• 题目详情
修改下面所有条目的文字，把其中的“instance”改成“occurrence”，其余内容一律保持原样，输出时不要包含图片。
───── 数据摘录 ─────
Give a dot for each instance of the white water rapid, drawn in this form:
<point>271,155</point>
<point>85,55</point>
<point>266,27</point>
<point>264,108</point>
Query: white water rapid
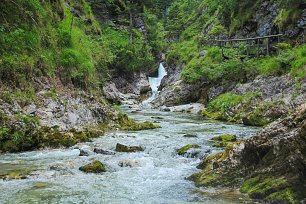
─────
• 本题解答
Give a dot for each occurrence of the white water rapid, drawn in this form:
<point>271,155</point>
<point>85,55</point>
<point>266,27</point>
<point>264,108</point>
Query: white water rapid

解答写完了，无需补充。